Tasks to perform =>
A. In the Pharoah Sanders program notes, who suggested that Sanders change his name from "Farrell" to "Pharoah"?
B. Can you recast the paragraph of the Pharoah Sanders program notes that begins "Sanders worked with many" as a short bulleted list that keeps its main facts?
C. Carry on the Pharoah Sanders program notes, picking up right after their final sentence.

Supplied passage =>
────────────────────────────────────────
The playlist for WXDU’s “Out There a Minute” Jazz Program on Sunday 7/17/2011 will feature the music of Pharoah Sanders, who, according to Allmusic.com., “possesses one of the most distinctive tenor saxophone sounds in jazz”.
Jazz critic Stanley Crouch places Sanders in the triumvirate of tenor saxophonists (along with Archie Shepp and Albert Ayler) who formed the second wing of the jazz vanguard. And, according to Ashley Kahn (in the liner notes to the 2006 reissue of Pharoah Sanders: The Impulse Story), Ayler once dubbed Sanders the “son” of the holy avant-garde trinity, with Coltrane as the “father” and Ayler, himself, as the “holy ghost”.
Sanders worked with many of the jazz “avant garde” at the time, including Don Cherry and Sun Ra (who suggested Sanders change his name from “Farrell” to “Pharoah”), as well as with John Coltrane. In fact, Sanders began working with Coltrane in 1964 and he continued working with him until Coltrane’s death in 1967.
Over the course of the program, you will hear selections from the albums The Impulse Story (2006, which includes material from the albums, Tauhid, 1966, and Karma, 1969); Sun Ra, Featuring Pharoah Sanders and Black Harold (1972); Journey to the One (1994, originally issued 1980); O Lord, Let Me Do No Wrong (1987); Crescent with Love (1992); and Naima (1995). Sanders’s opus magnum, “The Creator Has a Master Plan”, will be played in its entirety. The sign-off song will be done by Archie Shepp.
────────────────────────────────────────
Data entries:
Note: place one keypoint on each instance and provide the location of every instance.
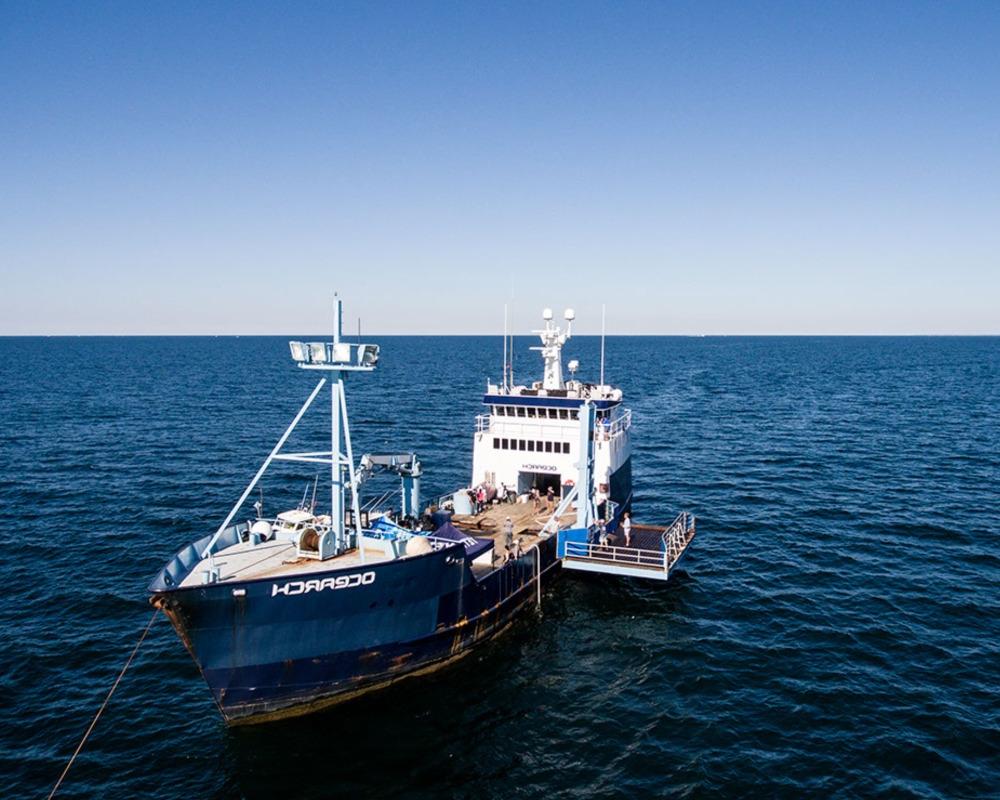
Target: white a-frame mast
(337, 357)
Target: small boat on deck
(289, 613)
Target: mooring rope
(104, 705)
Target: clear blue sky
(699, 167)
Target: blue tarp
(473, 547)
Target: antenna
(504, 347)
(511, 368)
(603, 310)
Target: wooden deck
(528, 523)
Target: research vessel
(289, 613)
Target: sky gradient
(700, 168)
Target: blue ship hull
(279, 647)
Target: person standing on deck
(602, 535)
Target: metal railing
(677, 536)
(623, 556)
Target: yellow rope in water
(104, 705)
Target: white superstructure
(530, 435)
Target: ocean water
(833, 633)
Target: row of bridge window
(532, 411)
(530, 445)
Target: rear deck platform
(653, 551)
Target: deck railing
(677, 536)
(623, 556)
────────────────────────────────────────
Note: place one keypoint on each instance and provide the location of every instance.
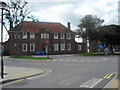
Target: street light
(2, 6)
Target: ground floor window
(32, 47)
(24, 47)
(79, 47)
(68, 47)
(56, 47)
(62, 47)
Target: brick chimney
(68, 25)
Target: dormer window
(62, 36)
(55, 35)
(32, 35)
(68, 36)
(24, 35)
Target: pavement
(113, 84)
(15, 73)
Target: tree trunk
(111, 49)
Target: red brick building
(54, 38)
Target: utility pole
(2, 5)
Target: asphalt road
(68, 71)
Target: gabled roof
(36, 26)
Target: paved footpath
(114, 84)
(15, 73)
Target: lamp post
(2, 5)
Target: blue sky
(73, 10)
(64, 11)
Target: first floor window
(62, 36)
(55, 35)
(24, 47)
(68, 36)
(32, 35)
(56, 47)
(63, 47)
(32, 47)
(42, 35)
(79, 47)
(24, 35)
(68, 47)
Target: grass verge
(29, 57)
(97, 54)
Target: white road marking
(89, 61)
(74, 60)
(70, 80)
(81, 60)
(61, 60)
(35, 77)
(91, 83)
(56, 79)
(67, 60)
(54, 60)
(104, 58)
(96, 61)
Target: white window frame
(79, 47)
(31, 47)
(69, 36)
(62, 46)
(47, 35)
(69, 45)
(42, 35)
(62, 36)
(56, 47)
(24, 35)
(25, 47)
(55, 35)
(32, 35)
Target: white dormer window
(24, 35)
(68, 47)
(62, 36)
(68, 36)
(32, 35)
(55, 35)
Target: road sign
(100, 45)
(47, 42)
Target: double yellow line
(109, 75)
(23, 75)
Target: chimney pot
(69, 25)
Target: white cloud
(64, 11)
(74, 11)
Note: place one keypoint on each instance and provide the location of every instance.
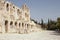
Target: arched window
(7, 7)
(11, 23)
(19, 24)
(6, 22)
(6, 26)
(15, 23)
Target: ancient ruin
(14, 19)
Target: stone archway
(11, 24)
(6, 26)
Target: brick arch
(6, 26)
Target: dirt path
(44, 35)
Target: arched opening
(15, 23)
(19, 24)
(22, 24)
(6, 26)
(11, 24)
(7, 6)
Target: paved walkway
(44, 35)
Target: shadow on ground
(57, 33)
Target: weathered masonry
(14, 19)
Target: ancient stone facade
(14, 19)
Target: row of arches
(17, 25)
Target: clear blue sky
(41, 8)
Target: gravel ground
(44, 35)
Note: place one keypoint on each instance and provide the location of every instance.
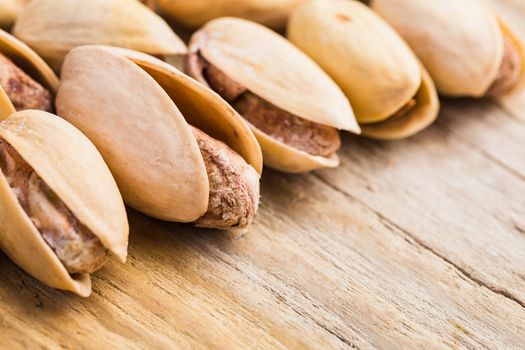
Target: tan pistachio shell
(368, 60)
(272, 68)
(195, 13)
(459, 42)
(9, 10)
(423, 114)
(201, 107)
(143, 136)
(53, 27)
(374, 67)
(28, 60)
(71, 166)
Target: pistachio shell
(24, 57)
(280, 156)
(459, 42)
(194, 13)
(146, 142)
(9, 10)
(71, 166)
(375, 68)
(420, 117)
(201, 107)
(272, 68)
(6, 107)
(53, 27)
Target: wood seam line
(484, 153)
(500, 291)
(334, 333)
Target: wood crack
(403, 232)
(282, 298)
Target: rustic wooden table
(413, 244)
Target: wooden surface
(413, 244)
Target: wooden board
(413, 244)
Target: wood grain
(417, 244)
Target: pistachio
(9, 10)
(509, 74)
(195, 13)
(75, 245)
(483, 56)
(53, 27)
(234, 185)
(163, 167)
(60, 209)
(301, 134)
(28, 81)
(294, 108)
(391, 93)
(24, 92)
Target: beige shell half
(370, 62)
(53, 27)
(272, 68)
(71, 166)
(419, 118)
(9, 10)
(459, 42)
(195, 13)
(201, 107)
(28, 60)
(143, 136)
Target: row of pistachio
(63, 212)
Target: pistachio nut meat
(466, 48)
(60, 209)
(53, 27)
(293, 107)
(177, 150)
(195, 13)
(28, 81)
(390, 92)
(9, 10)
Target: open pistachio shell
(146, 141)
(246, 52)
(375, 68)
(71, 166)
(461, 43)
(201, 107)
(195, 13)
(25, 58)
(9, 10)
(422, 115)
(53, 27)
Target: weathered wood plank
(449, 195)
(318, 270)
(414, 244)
────────────────────────────────────────
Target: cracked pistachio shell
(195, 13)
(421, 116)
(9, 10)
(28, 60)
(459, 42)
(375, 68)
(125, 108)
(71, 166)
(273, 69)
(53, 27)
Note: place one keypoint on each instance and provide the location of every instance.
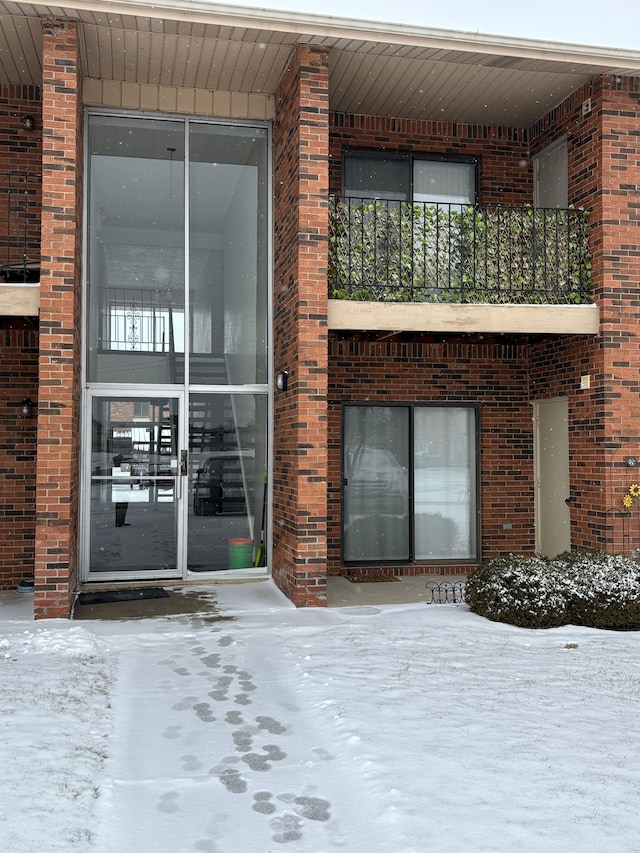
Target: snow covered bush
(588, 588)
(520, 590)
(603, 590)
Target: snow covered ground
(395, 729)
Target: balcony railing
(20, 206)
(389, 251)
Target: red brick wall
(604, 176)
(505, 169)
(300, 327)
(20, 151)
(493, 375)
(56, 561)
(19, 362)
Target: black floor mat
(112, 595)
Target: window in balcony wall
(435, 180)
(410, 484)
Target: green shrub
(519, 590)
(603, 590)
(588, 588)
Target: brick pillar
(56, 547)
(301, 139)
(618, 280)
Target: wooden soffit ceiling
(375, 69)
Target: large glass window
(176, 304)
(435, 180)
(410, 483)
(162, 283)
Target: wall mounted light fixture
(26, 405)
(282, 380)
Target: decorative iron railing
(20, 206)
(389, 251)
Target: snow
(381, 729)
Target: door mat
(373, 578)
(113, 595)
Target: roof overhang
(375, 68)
────────────────────────────────────────
Per-task outputs =>
A. Sun Ra

B.
- Sanders worked with many jazz "avant garde" figures of the time, including Don Cherry and Sun Ra.
- Sun Ra suggested that Sanders change his name from "Farrell" to "Pharoah."
- Sanders also worked with John Coltrane from 1964 until Coltrane's death in 1967.

C.
As a side note: If you get a chance sometime, check out the painting on the cover of the album Madlib Medicine Show #8: Advanced Jazz (Madlib Invazion, 2010). The painting there is entitled, 'Jazzcats Crossing the Hudson', and it’s attributed to Emmanuel Leutze, 1851. In fact, it’s a 're-mix' of the famous painting, 'Washington Crossing the Delaware', by Emmanuel Gottleib Leutze, 1851. According to the legend given for the album’s painting, among the dozen “jazzcats” there in the boat, Miles strikes the iconic “George Washington” pose, but also identified are Ahmad, Herbie, Mingus, Ra, Dolphy, Ornette, Kuhn, Ranelin, Deodato, “Head Hunter”, and Coltrane. Sanders is pictured at the front of the boat, hard at work pushing great chunks of ice out of the way so he and its jazzcat-laden crew can make the crossing.
Of Sanders’s music, Crouch wrote that “when the indelible spirit of inspiration moved him, Sanders was known to lift the hearts of his listeners in the very same way that great gospel singers have been famous for". I would definitely agree.
I hope you will tune in and I hope you will hear something that interests you.